In the copy, keep every word of the data below and none of its pictures.

═══

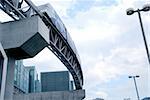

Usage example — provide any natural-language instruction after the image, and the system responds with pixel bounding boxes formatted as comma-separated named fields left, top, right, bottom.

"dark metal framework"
left=48, top=26, right=83, bottom=89
left=0, top=0, right=83, bottom=89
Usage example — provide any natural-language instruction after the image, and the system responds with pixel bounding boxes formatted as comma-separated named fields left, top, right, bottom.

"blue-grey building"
left=25, top=66, right=40, bottom=93
left=14, top=60, right=29, bottom=94
left=41, top=71, right=74, bottom=92
left=14, top=60, right=41, bottom=94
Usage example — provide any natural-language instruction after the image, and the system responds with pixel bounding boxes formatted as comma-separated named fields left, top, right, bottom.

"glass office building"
left=14, top=60, right=29, bottom=94
left=41, top=71, right=74, bottom=92
left=14, top=60, right=41, bottom=94
left=24, top=66, right=40, bottom=93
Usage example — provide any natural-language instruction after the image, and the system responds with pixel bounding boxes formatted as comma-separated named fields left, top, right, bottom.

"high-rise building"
left=14, top=60, right=41, bottom=94
left=14, top=60, right=29, bottom=94
left=26, top=66, right=37, bottom=93
left=41, top=71, right=74, bottom=92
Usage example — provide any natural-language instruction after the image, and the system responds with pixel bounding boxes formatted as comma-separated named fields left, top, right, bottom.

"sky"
left=0, top=0, right=150, bottom=100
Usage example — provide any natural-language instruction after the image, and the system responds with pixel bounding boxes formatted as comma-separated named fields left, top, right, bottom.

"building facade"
left=41, top=71, right=74, bottom=92
left=14, top=60, right=29, bottom=94
left=14, top=60, right=41, bottom=94
left=24, top=66, right=41, bottom=93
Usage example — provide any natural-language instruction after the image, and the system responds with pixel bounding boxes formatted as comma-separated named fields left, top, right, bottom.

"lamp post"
left=128, top=75, right=140, bottom=100
left=126, top=4, right=150, bottom=65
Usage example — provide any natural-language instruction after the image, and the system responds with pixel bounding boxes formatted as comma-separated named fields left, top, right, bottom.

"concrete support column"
left=4, top=56, right=15, bottom=100
left=0, top=16, right=49, bottom=100
left=0, top=43, right=8, bottom=100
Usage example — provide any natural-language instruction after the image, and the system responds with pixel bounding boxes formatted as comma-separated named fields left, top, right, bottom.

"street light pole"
left=126, top=5, right=150, bottom=65
left=133, top=76, right=140, bottom=100
left=129, top=76, right=140, bottom=100
left=137, top=9, right=150, bottom=64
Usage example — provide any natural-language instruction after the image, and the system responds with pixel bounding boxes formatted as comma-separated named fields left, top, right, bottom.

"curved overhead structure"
left=38, top=4, right=83, bottom=90
left=0, top=0, right=83, bottom=89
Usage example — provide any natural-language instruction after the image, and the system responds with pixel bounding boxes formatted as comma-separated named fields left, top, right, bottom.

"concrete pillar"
left=0, top=43, right=8, bottom=100
left=4, top=56, right=15, bottom=100
left=0, top=16, right=49, bottom=100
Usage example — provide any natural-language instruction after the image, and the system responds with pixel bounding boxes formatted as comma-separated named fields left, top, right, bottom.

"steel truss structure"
left=48, top=26, right=83, bottom=89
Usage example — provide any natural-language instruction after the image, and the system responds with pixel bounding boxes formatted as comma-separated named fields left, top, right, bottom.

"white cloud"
left=84, top=47, right=146, bottom=82
left=64, top=5, right=122, bottom=42
left=83, top=46, right=148, bottom=99
left=61, top=0, right=150, bottom=46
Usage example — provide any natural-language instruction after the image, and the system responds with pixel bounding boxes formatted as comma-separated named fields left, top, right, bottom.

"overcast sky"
left=1, top=0, right=149, bottom=99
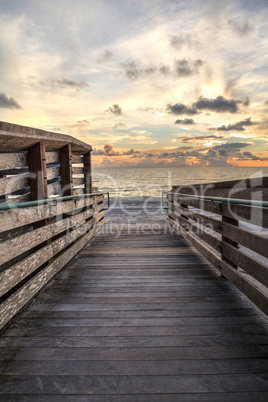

═══

WRITTEN SOLUTION ::
Usage example — provide any natural-language instruction after the image, and the system responds with pixel bounding boxes formatted as comma-separated named fields left, top, right, bottom.

"dark metal framework"
left=48, top=26, right=83, bottom=89
left=0, top=0, right=83, bottom=89
Usage example — provide any natural-language instruction after the image, and the system responds with pixel bounding boxes formatted as comma-separated named fields left, top, right, bottom.

"blue-grey building"
left=25, top=66, right=40, bottom=93
left=14, top=60, right=29, bottom=94
left=41, top=71, right=74, bottom=92
left=14, top=60, right=41, bottom=94
Usage example — provide any natural-language instruction after the image, and the system responds with pixel bounding boxes formatted as comma-separated named fields left, top, right, bottom.

"glass office building"
left=14, top=60, right=29, bottom=94
left=41, top=71, right=74, bottom=92
left=14, top=60, right=41, bottom=94
left=24, top=66, right=40, bottom=93
Usage example — provide any natural-language instruction after the image, and the system responds with pixel bounding boxes formatted as comma-separated named fields left, top, right, bottom.

"high-rise building"
left=14, top=60, right=41, bottom=94
left=14, top=60, right=29, bottom=94
left=26, top=66, right=37, bottom=93
left=41, top=71, right=74, bottom=92
Usage example — provide any natural-language instruction after the image, and the system responds with pixel bounding boxes formatted as comma-separated named fields left, top, right, bottom.

"sky"
left=0, top=0, right=150, bottom=100
Usage example — provide any natural-language instruction after the image, and the system responds with pixel bounding boxes formatted as comma-separated named fields left, top, right, bottom.

"building facade"
left=41, top=71, right=74, bottom=92
left=14, top=60, right=29, bottom=94
left=14, top=60, right=41, bottom=94
left=24, top=66, right=41, bottom=93
Usage example — provide any natural-language instruction after the image, and the system responds with pixel bounding boxes formatted as comma-separated named fields left, top, right, bottom.

"lamp post"
left=128, top=75, right=140, bottom=100
left=126, top=4, right=150, bottom=65
Usage example — provide any natural-language instruction after the image, and the system responds with pixel bounding boxes formatted as comma-separated named fields left, top, right, bottom.

"concrete support column"
left=4, top=56, right=15, bottom=100
left=0, top=16, right=49, bottom=100
left=0, top=43, right=8, bottom=100
Usage example — provide any natural-language instruction after the image, and the system responds with pixel bounding boxes formatted as comma-separated named fields left, top, right, bottom.

"street light pole"
left=126, top=5, right=150, bottom=65
left=133, top=76, right=140, bottom=100
left=129, top=76, right=140, bottom=100
left=137, top=9, right=150, bottom=64
Usage example — provide any natural-language instruction after the image, and the system responds with pixel bounding boxes formatted as comma-separated named fields left, top, right, bottom.

"curved overhead structure"
left=38, top=4, right=83, bottom=90
left=0, top=0, right=83, bottom=89
Usage example — provide any natural-language instruction after the image, and the system responds with pixel bounding boxes formatted as comma-separated named fields left, top, right, bottom.

"concrete pillar"
left=0, top=43, right=8, bottom=100
left=4, top=56, right=15, bottom=100
left=0, top=16, right=49, bottom=100
Usage example — provide any natural-language instruction after the image, and the system responds with pixel bounding boxes formatted as comma-separated named fields left, top, right, bottom.

"steel truss structure"
left=48, top=26, right=83, bottom=89
Usage example — provide any natural-language instruction after the image, and the system responds with pixel bounding boxes formatted as comma-separated named fields left, top, right, bottom.

"white cloud"
left=84, top=47, right=146, bottom=82
left=64, top=5, right=122, bottom=42
left=83, top=46, right=148, bottom=99
left=61, top=0, right=150, bottom=46
Usage example — provide any natural-language instruction after the image, and the system responds with pixel bounding boxes formatted as comma-separated named fields left, top, right, bottom.

"overcast sky"
left=1, top=0, right=149, bottom=99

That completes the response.